DESCRIPTION OF THE TASK: Return every line of the rows below that contains the string "space". Case counts.

PROVIDED DATA:
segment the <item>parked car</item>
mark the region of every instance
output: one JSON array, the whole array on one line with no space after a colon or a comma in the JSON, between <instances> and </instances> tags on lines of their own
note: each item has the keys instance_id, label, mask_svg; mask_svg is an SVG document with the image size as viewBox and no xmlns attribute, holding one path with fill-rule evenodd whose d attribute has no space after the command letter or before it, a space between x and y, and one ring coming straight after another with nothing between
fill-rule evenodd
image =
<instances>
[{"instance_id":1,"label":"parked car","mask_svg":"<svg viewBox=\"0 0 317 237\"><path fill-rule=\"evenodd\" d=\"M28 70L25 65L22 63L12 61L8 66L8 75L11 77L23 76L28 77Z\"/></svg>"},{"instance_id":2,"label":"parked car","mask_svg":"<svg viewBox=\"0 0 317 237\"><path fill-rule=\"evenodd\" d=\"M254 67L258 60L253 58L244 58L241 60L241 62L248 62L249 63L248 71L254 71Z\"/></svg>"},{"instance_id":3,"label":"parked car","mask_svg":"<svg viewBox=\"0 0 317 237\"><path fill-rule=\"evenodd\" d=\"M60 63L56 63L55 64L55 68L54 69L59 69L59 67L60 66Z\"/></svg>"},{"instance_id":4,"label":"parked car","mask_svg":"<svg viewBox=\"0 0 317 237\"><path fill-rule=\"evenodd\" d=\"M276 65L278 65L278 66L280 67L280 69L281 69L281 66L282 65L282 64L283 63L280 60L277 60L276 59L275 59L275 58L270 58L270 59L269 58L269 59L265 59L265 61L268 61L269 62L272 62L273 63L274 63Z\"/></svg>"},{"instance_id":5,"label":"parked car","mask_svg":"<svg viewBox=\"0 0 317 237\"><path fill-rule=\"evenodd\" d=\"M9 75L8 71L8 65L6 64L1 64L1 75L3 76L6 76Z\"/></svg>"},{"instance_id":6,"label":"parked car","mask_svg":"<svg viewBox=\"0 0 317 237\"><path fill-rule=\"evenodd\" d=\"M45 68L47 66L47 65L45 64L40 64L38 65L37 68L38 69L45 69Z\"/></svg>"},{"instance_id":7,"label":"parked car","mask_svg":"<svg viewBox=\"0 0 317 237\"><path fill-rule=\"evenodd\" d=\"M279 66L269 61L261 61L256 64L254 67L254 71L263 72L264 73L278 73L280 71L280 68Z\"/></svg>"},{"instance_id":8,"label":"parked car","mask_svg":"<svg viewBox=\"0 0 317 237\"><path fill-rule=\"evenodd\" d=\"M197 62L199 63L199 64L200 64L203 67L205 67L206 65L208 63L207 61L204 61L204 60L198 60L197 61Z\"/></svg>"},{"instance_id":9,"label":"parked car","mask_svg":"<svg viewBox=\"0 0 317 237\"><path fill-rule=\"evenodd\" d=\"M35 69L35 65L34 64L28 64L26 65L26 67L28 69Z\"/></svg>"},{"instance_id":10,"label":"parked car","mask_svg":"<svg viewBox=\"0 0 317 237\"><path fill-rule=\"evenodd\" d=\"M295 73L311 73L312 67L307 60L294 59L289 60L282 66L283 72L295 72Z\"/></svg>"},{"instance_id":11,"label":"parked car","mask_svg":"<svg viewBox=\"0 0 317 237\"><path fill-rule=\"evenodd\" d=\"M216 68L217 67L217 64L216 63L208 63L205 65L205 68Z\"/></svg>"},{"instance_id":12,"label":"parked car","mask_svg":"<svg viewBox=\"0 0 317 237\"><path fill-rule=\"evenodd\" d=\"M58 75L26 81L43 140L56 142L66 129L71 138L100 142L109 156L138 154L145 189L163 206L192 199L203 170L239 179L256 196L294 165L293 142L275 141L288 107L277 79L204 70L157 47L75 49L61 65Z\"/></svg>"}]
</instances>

CORRECT OUTPUT:
output: one JSON array, the whole array on one line with no space after a colon or a comma in the JSON, between <instances> and </instances> tags on lines of their own
note: each item has the keys instance_id, label, mask_svg; mask_svg is an SVG document with the image size as viewBox and no xmlns attribute, holding one path with fill-rule evenodd whose d attribute has no space after the command letter or before it, a space between x and y, and one ring coming straight after another with nothing between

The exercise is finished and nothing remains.